Women ages 35 and older give birth to more babies with Down syndrome but fewer with physical defects, new research shows.

Science has long known that women of “advanced maternal age” experience greater risk of bearing a child with a chromosomal abnormality, such as Down syndrome. However, not much has been written on the risk of congenital defects, which may affect the heart, brain, kidney, bones, gastrointestinal tract, and other aspects of the body’s basic composition.

In a new study, investigators at Washington University in St. Louis analyzed obstetric and ultrasound data from more than 76,000 women receiving second trimester ultrasounds as part of their routine neonatal care. Aside from considering the mother’s age, they also looked at the severity of such malformations, categorizing them by organ system, including heart, brain, and kidney.

Overall, older women were 40 percent less likely to give birth to a child with a physical abnormality. Although they gave birth to just as many babies with congenital heart defects, the rate of abnormalities affecting other organ systems was much lower, physician-researcher Katherine R. Goetzinger said in a statement. "As more women are choosing to delay childbearing, they are faced with many increased pregnancy risks," she said. "Findings from this study may provide some reassurance for these women regarding the likelihood of having an anatomically normal child."

Goetzinger, an assistant professor of maternal-fetal medicine, speculated about why older mothers might experience a lower rate of physical birth defects. Perhaps a woman’s body operates in later maternal age under a sense of urgency, rejecting anatomically abnormal fetuses in a “survival of the fittest” effect — with no time for the weak. A similar study last year by Chinese investigators found that older mothers face a lower risk of birthing a child with a congenital heart defect, but higher risk for cleft palate. However, older mothers were more likely to have given birth already and thus less likely of birthing a child with equinovarus, or club foot. The investigators planned to present their findings Thursday in New Orleans to the Society for Maternal-Fetal Medicine’s annual meeting.

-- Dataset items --
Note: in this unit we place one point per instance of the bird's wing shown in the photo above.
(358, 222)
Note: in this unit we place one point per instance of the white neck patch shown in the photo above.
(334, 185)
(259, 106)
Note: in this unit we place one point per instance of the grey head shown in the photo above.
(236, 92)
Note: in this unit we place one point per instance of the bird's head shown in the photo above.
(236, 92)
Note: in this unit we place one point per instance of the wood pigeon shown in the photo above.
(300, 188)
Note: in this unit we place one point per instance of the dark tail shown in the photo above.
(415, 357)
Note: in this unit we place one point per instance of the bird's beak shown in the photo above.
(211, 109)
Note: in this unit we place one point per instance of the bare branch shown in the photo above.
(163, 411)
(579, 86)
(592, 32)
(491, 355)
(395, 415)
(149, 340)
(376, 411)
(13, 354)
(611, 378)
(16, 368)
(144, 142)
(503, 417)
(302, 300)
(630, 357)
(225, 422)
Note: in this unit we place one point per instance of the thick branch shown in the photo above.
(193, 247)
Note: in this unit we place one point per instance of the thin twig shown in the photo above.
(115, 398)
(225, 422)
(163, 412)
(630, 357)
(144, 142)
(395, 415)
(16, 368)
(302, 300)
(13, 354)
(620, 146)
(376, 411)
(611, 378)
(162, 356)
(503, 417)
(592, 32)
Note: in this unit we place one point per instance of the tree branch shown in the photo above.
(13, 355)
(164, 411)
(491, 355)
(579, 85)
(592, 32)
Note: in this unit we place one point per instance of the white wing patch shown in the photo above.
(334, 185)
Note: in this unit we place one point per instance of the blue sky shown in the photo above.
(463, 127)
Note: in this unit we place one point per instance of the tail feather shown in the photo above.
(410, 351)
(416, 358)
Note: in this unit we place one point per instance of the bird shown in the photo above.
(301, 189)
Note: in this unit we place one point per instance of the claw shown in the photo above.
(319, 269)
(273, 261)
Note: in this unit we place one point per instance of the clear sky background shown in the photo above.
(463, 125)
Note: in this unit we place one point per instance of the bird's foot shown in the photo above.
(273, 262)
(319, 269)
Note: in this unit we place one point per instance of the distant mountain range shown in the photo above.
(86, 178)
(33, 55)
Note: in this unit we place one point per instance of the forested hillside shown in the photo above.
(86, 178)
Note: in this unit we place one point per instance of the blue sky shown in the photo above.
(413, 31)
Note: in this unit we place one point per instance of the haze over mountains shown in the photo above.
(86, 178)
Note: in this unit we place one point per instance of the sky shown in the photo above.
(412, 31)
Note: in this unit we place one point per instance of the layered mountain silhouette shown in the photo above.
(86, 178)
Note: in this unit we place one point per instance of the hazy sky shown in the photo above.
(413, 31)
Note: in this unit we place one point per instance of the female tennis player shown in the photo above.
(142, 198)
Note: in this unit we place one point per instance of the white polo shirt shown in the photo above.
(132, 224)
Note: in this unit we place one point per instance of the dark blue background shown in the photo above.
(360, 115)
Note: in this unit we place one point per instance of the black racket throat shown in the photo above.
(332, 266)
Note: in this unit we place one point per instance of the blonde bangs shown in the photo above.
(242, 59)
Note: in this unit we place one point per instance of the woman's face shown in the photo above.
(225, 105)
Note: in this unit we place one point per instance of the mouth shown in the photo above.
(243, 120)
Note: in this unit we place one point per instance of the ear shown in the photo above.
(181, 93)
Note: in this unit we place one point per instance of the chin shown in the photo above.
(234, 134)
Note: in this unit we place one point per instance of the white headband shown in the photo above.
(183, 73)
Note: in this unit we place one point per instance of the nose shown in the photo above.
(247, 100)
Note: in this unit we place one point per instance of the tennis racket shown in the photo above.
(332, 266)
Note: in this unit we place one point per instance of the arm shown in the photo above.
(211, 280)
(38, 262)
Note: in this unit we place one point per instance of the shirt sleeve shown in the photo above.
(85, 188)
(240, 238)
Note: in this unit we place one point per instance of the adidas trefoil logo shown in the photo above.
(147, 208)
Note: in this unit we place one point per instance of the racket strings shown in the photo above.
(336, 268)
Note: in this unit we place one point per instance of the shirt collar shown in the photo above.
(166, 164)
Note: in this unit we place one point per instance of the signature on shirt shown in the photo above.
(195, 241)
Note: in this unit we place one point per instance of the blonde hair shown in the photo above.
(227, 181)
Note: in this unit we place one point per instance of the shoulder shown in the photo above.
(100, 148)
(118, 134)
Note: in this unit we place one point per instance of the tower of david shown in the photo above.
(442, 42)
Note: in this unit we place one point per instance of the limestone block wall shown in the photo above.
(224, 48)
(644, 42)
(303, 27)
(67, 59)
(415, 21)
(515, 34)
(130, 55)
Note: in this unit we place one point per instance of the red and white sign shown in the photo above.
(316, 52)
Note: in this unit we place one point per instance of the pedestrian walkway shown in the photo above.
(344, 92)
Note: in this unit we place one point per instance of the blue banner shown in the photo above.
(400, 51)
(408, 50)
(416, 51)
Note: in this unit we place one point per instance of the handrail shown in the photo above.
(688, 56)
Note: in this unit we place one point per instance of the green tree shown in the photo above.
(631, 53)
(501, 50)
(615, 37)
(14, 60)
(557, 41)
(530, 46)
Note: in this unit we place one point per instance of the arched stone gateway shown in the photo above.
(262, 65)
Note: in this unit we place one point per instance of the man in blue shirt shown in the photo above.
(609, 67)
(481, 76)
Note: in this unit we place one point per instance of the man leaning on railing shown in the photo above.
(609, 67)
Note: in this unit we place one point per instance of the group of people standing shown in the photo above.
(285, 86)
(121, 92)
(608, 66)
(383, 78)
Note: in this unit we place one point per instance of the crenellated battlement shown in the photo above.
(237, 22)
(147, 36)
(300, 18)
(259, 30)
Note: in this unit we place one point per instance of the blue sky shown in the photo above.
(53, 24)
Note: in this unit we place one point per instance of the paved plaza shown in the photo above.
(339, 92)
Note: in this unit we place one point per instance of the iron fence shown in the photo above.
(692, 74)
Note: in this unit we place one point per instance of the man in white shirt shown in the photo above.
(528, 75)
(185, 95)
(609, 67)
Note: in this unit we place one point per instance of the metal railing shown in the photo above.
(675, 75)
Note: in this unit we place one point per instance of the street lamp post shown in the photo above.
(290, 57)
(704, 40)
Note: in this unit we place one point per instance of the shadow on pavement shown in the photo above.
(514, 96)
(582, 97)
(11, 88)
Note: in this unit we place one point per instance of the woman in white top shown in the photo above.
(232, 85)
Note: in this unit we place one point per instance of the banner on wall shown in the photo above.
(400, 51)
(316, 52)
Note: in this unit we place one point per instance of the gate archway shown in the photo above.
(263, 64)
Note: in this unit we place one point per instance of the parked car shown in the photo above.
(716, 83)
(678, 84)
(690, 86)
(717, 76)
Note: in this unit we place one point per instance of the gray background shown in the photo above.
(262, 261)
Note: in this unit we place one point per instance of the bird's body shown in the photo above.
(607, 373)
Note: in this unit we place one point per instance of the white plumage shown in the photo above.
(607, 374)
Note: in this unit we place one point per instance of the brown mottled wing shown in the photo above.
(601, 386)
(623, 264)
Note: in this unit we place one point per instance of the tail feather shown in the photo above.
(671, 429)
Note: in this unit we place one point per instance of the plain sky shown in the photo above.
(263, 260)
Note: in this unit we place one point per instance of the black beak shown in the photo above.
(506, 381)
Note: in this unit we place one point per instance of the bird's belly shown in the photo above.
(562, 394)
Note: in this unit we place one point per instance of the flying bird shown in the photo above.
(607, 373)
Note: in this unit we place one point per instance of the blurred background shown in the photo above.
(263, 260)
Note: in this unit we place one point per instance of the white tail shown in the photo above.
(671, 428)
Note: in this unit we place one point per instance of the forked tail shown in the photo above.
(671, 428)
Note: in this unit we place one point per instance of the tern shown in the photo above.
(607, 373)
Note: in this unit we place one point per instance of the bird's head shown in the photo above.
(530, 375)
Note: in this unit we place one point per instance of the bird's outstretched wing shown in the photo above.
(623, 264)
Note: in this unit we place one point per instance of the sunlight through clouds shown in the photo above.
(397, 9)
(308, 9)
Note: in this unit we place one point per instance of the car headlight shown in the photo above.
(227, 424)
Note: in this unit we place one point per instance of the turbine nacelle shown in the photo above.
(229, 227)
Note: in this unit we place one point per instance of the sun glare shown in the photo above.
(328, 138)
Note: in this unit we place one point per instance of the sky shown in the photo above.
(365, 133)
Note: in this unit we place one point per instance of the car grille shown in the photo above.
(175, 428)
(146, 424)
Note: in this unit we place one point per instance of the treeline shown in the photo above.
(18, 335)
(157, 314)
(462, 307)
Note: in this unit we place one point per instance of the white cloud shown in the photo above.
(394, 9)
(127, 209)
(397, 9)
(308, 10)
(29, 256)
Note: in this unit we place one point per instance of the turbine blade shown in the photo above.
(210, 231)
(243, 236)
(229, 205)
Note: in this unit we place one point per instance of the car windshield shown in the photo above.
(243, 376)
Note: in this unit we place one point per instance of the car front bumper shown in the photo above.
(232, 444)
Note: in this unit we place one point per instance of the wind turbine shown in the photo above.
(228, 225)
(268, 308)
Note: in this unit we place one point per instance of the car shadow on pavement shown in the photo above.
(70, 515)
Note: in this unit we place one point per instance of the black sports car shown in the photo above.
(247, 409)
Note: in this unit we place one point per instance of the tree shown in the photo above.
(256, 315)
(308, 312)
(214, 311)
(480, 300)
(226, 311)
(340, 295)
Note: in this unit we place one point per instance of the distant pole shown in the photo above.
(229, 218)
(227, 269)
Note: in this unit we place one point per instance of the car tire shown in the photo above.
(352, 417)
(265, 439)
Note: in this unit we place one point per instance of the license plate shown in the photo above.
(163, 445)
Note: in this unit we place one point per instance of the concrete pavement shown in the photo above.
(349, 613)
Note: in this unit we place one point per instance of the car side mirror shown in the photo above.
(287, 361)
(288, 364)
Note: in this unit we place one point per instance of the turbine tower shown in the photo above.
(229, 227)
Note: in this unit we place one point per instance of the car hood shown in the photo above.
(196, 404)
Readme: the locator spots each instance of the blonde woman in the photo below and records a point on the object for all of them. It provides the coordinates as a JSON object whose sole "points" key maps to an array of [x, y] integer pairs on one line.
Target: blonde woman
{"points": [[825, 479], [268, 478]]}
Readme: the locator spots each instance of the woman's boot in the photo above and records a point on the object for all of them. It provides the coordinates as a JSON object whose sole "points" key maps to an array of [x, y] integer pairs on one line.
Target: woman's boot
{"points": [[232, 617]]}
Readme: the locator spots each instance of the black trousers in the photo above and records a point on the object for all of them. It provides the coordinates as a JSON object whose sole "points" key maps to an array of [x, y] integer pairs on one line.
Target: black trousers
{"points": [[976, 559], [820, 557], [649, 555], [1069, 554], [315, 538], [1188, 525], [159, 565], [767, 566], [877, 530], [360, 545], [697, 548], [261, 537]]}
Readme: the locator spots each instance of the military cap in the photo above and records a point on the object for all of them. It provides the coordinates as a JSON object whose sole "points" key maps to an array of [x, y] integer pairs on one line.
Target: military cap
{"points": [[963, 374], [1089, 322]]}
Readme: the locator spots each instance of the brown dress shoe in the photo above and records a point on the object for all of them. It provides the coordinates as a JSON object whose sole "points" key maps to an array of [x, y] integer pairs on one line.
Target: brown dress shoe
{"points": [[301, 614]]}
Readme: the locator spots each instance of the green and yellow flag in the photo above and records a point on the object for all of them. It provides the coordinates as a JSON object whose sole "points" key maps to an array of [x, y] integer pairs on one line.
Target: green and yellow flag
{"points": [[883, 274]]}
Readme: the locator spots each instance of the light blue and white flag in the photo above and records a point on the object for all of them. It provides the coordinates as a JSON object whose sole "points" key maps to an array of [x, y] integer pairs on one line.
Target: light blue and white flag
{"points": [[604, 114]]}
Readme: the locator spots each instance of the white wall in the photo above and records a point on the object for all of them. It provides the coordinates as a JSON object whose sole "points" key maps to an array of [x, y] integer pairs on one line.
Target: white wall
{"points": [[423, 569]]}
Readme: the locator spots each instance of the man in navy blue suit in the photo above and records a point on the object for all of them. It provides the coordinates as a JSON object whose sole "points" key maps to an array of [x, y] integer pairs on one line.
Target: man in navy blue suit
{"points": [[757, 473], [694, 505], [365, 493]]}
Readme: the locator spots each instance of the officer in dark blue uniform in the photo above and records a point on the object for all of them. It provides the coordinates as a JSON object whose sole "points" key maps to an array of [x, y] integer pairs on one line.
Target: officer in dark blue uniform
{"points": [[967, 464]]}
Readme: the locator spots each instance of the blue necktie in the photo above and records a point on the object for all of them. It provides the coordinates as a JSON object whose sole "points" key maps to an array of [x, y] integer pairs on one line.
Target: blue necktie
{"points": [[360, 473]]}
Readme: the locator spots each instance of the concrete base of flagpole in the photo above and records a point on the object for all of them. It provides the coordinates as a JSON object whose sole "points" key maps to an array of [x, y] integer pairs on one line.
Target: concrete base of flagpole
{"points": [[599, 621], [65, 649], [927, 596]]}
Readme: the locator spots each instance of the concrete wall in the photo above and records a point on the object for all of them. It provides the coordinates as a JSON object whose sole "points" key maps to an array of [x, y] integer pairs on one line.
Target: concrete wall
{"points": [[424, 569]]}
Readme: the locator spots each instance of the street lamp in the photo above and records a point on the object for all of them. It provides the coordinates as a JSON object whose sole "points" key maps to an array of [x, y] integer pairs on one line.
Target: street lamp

-- WHAT THE TASK REQUIRES --
According to the article on maternal age and birth defects, how much less likely overall were older women to give birth to a child with a physical abnormality?

-- RESPONSE TO THIS TASK --
They were 40 percent less likely.